With just a month left until the primary elections, Democratic candidate for City Controller Rebecca Rhynhart is throwing punches at incumbent Alan Butkovitz for not auditing the beleaguered Parking Authority.

With just a month left until the May 16 primary, Democratic candidate for city controller Rebecca Rhynhart has chastised incumbent Democrat Alan Butkovitz for not auditing the beleaguered Philadelphia Parking Authority (PPA).

Butkovitz last audited the authority in 2009, after a request by then-Gov. Ed Rendell because of overspending  and rapid payroll growth at the Republican-controlled agency.

Since then, the authority has been in the headlines over patronage hiring practices, use of comp time, and lucrative benefits paid to executive director Vincent J. Fenerty Jr., who resigned in the fall after reports that he had sexually harassed two female subordinates.

Rhynhart, who left her position as chief administrative officer with the Kenney administration to run for controller, said that had Butkovitz been doing performance audits on the PPA annually, perhaps he could have prevented or stopped "such a culture of dysfunction."

She said that worst of all, the city and School District have not been getting the level of revenue promised by the PPA.

When Republicans took over the PPA in 2001, then-House Majority Leader John M. Perzel estimated that the agency could provide up to $45 million in annual revenue to the Philadelphia School District. Instead, the PPA has delivered from $2.2 million to $14 million per year. The authority promised the district about $18.5 million a few years ago, but paid only $10 million last year.

Butkovitz said his office is too busy and doesn't have the resources to audit every agency each year.

**SUPPLIED INFORMATION**.
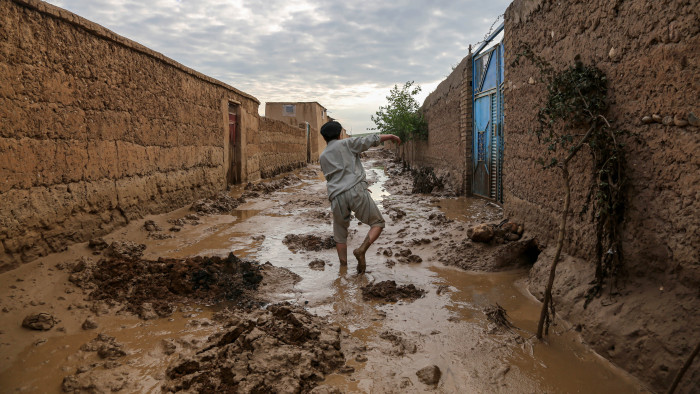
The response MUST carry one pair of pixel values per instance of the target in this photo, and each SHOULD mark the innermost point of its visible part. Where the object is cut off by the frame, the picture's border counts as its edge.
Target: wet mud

**INSTRUCTIONS**.
• A. Decide whether each statement agrees with the article on the city controller race, answering yes or no and quoting the words from the article that settle it.
(i) Butkovitz last audited the Parking Authority in 2009.
(ii) Fenerty was dismissed from the Parking Authority.
(iii) The Parking Authority paid the School District $18.5 million last year.
• B. According to the article on the city controller race, what position did Rhynhart leave in order to run for controller?
• C. Proceed with the article on the city controller race, starting right after its final sentence.

**ANSWERS FOR THIS EXERCISE**.
• A.
(i) Yes: "Butkovitz last audited the authority in 2009"
(ii) No: "who resigned in the fall after reports that he had sexually harassed two female subordinates"
(iii) No: "but paid only $10 million last year"

• B. She left her position as chief administrative officer with the Kenney administration.

• C.
"We're probably the most productive controller's office in the last 60 years," he said in an interview. "Our resources are strained with all the work we are doing."

Butkovitz said his office does about eight performance audits a year, one of which won a national award this year.  (The controller's office received the top award from the Association of Local Government Auditors for its audit on Philadelphia Fire Department brownouts.)

"Rather than duplicating stuff that other agencies are looking at … we are looking at things no one was looking at," Butkovitz said.

Butkovitz said that there is no need for him to currently audit the PPA given that the state Offices of the Attorney General and Auditor General are looking into the Philadelphia agency.

While the Parking Authority hires an auditor each year to look through its books, Rhynhart said local oversight from the controller is needed.

"I would prioritize the Parking Authority. … It rises to the top of the list," she said. "He has decided to put it on the back burner."

City Council members Helen Gym and David Oh tried last year to pass a resolution calling for the controller to audit the Parking Authority. There wasn't much appetite for the bill with the rest of Council, and it was put on hold indefinitely.